What is being asked
What is needed is an exact printout of all the data.

Saved entries
________________________
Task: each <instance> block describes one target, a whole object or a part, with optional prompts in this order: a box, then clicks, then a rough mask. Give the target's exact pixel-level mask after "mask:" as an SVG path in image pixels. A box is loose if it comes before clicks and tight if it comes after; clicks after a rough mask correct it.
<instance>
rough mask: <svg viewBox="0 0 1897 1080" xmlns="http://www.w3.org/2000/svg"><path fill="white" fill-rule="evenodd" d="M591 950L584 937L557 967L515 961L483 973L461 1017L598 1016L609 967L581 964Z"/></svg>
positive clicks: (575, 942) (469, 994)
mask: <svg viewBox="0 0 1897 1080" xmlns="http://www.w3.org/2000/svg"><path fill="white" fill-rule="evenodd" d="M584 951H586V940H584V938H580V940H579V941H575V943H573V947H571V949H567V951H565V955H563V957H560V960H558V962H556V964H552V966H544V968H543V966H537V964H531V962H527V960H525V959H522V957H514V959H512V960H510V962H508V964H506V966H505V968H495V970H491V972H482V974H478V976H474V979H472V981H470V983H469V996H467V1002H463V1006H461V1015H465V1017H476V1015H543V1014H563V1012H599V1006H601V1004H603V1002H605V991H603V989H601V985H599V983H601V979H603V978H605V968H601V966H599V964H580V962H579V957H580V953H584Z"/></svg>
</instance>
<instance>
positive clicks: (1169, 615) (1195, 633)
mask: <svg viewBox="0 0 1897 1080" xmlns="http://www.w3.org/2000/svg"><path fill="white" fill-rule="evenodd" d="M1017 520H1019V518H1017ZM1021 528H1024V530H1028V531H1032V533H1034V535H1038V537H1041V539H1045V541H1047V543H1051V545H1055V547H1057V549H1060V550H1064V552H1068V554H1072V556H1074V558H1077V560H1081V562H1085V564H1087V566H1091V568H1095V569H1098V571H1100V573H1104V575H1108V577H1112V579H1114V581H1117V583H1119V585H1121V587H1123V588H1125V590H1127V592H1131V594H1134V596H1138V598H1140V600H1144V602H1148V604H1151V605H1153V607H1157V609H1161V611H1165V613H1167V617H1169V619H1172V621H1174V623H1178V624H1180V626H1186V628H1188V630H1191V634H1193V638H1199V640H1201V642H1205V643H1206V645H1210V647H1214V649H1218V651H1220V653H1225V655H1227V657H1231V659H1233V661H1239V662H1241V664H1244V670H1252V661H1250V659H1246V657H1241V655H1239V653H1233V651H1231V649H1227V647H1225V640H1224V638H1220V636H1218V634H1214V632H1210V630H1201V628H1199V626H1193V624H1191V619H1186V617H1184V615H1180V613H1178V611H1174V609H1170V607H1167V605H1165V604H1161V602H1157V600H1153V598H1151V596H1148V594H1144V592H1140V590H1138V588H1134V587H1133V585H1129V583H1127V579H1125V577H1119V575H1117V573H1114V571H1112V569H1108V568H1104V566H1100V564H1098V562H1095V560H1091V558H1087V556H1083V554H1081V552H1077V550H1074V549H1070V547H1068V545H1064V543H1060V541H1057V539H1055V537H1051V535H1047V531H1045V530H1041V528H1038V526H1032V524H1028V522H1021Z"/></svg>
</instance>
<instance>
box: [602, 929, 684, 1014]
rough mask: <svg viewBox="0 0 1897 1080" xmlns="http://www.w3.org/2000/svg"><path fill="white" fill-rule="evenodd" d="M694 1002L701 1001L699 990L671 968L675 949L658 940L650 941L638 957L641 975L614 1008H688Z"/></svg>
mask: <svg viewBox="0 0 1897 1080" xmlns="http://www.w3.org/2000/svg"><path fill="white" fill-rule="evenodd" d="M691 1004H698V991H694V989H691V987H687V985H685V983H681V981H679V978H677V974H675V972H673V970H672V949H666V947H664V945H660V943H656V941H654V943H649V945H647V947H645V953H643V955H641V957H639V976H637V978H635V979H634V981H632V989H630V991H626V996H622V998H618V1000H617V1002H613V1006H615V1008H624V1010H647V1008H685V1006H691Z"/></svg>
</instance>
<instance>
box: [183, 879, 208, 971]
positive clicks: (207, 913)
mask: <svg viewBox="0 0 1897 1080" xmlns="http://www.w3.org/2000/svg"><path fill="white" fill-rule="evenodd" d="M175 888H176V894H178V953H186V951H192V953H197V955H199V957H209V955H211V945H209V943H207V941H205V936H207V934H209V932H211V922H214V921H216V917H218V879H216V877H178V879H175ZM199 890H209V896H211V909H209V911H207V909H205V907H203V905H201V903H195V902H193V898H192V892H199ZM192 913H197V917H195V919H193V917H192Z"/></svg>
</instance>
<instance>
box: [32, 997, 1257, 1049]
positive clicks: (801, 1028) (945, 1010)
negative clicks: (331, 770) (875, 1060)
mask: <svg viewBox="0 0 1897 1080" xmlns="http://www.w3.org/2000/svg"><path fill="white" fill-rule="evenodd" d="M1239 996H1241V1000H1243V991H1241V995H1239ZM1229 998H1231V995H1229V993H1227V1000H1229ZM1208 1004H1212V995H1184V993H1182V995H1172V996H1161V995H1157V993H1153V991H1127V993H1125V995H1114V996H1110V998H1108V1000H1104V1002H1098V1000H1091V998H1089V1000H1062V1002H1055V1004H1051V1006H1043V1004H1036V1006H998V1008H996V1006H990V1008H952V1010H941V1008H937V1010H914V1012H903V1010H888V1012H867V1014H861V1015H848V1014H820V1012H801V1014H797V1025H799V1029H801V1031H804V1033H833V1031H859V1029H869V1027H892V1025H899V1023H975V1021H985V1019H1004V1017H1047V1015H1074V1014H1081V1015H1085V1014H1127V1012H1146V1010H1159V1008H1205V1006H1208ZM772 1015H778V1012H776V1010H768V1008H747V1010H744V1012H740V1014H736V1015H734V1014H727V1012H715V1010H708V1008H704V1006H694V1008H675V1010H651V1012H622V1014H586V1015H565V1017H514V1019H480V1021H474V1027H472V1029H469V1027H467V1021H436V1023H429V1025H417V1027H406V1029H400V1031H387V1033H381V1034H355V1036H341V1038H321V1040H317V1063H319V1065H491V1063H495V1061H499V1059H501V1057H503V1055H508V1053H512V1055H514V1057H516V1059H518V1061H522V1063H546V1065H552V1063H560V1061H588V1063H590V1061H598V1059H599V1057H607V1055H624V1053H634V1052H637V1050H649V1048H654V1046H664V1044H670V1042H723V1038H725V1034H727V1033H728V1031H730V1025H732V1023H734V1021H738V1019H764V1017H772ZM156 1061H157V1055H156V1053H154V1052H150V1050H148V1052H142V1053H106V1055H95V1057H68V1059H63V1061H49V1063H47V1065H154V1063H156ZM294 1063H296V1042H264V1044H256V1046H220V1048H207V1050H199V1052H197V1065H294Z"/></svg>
________________________
Expected output
Task: each <instance> block describes one target, a whole object or a part, with optional prompts in this order: a box, then clicks, then a rough mask. Give the target's exact pixel-level mask after "mask:" as an SVG path in image pixels. A box is loose if it comes before clicks and tight if it comes after; clicks after a rough mask correct it.
<instance>
rough mask: <svg viewBox="0 0 1897 1080" xmlns="http://www.w3.org/2000/svg"><path fill="white" fill-rule="evenodd" d="M591 950L584 937L557 967L515 961L483 973L461 1017L598 1016L609 967L581 964Z"/></svg>
positive clicks: (575, 942) (469, 994)
mask: <svg viewBox="0 0 1897 1080" xmlns="http://www.w3.org/2000/svg"><path fill="white" fill-rule="evenodd" d="M584 951H586V940H584V938H580V940H579V941H575V943H573V947H571V949H567V951H565V955H563V957H560V960H558V962H556V964H552V966H544V968H543V966H537V964H531V962H527V960H525V959H522V957H514V959H512V960H510V962H508V964H506V966H505V968H495V970H491V972H482V974H478V976H474V979H472V981H470V983H469V996H467V1002H463V1006H461V1015H465V1017H476V1015H543V1014H563V1012H599V1006H601V1004H603V1002H605V991H603V989H601V985H599V983H601V979H603V978H605V968H601V966H599V964H580V962H579V957H580V953H584Z"/></svg>
</instance>
<instance>
positive clicks: (1169, 615) (1195, 633)
mask: <svg viewBox="0 0 1897 1080" xmlns="http://www.w3.org/2000/svg"><path fill="white" fill-rule="evenodd" d="M1017 520H1019V518H1017ZM1021 528H1024V530H1028V531H1032V533H1034V535H1038V537H1041V539H1045V541H1047V543H1051V545H1055V547H1057V549H1060V550H1064V552H1068V554H1072V556H1074V558H1077V560H1081V562H1085V564H1087V566H1091V568H1095V569H1098V571H1100V573H1104V575H1108V577H1112V579H1114V581H1117V583H1119V585H1121V587H1123V588H1125V590H1127V592H1131V594H1134V596H1138V598H1140V600H1144V602H1148V604H1151V605H1153V607H1157V609H1161V611H1165V613H1167V617H1169V619H1172V621H1174V623H1178V624H1180V626H1186V628H1188V630H1191V634H1193V638H1199V640H1201V642H1205V643H1206V645H1210V647H1214V649H1218V651H1220V653H1225V655H1227V657H1231V659H1233V661H1239V662H1241V664H1244V670H1252V661H1250V659H1246V657H1241V655H1239V653H1233V651H1231V649H1227V647H1225V640H1224V638H1220V636H1218V634H1214V632H1210V630H1201V628H1199V626H1193V624H1191V619H1186V617H1184V615H1180V613H1178V611H1174V609H1170V607H1167V605H1165V604H1161V602H1157V600H1153V598H1151V596H1148V594H1144V592H1140V590H1138V588H1134V587H1133V585H1129V583H1127V579H1125V577H1119V575H1117V573H1114V571H1112V569H1108V568H1104V566H1100V564H1098V562H1095V560H1091V558H1087V556H1083V554H1081V552H1077V550H1074V549H1070V547H1068V545H1064V543H1060V541H1057V539H1055V537H1051V535H1047V531H1045V530H1041V528H1038V526H1032V524H1028V522H1021Z"/></svg>
</instance>
<instance>
box: [602, 929, 684, 1014]
rough mask: <svg viewBox="0 0 1897 1080" xmlns="http://www.w3.org/2000/svg"><path fill="white" fill-rule="evenodd" d="M694 1002L701 1001L699 990L671 968L675 949L658 940L650 941L638 957L641 975L614 1008H688Z"/></svg>
mask: <svg viewBox="0 0 1897 1080" xmlns="http://www.w3.org/2000/svg"><path fill="white" fill-rule="evenodd" d="M691 1004H698V991H694V989H691V987H687V985H685V983H681V981H679V978H677V974H675V972H673V970H672V949H666V947H664V945H660V943H656V941H654V943H649V945H647V947H645V953H643V955H641V957H639V976H637V978H635V979H634V981H632V989H630V991H626V996H622V998H618V1000H617V1002H613V1006H615V1008H624V1010H647V1008H685V1006H691Z"/></svg>
</instance>
<instance>
box: [183, 879, 208, 971]
positive clicks: (207, 913)
mask: <svg viewBox="0 0 1897 1080" xmlns="http://www.w3.org/2000/svg"><path fill="white" fill-rule="evenodd" d="M175 888H176V894H178V953H186V951H192V953H197V955H199V957H209V955H211V945H209V943H207V941H205V936H207V934H209V932H211V922H214V921H216V917H218V879H216V877H178V879H175ZM199 890H209V896H211V909H209V911H207V909H205V907H203V905H201V903H195V902H193V898H192V892H199ZM192 913H197V917H195V919H193V917H192Z"/></svg>
</instance>
<instance>
box: [32, 997, 1257, 1049]
positive clicks: (801, 1028) (945, 1010)
negative clicks: (331, 770) (875, 1060)
mask: <svg viewBox="0 0 1897 1080" xmlns="http://www.w3.org/2000/svg"><path fill="white" fill-rule="evenodd" d="M1239 996H1241V1000H1243V991H1241V995H1239ZM1229 998H1231V995H1229V993H1227V1000H1229ZM1208 1004H1212V995H1184V993H1182V995H1172V996H1161V995H1157V993H1153V991H1127V993H1125V995H1114V996H1110V998H1108V1000H1104V1002H1098V1000H1091V998H1089V1000H1062V1002H1055V1004H1051V1006H1043V1004H1036V1006H998V1008H996V1006H990V1008H952V1010H941V1008H937V1010H914V1012H903V1010H888V1012H867V1014H861V1015H848V1014H820V1012H801V1014H797V1025H799V1029H801V1031H804V1033H833V1031H859V1029H869V1027H892V1025H899V1023H975V1021H985V1019H1004V1017H1047V1015H1074V1014H1081V1015H1085V1014H1127V1012H1146V1010H1159V1008H1205V1006H1208ZM772 1015H778V1012H776V1010H768V1008H747V1010H744V1012H740V1014H736V1015H734V1014H727V1012H715V1010H708V1008H704V1006H694V1008H675V1010H651V1012H622V1014H586V1015H565V1017H514V1019H480V1021H474V1027H472V1029H469V1027H467V1021H436V1023H429V1025H417V1027H406V1029H400V1031H387V1033H381V1034H355V1036H341V1038H321V1040H317V1063H319V1065H491V1063H495V1061H499V1059H501V1057H503V1055H508V1053H512V1055H514V1057H516V1059H518V1061H522V1063H546V1065H552V1063H560V1061H588V1063H590V1061H598V1059H599V1057H607V1055H624V1053H634V1052H637V1050H649V1048H654V1046H664V1044H670V1042H723V1038H725V1034H727V1033H728V1031H730V1025H732V1023H734V1021H738V1019H764V1017H772ZM156 1061H157V1055H156V1053H154V1052H150V1050H148V1052H142V1053H106V1055H95V1057H68V1059H63V1061H49V1063H47V1065H154V1063H156ZM294 1063H296V1042H264V1044H256V1046H220V1048H207V1050H199V1052H197V1065H294Z"/></svg>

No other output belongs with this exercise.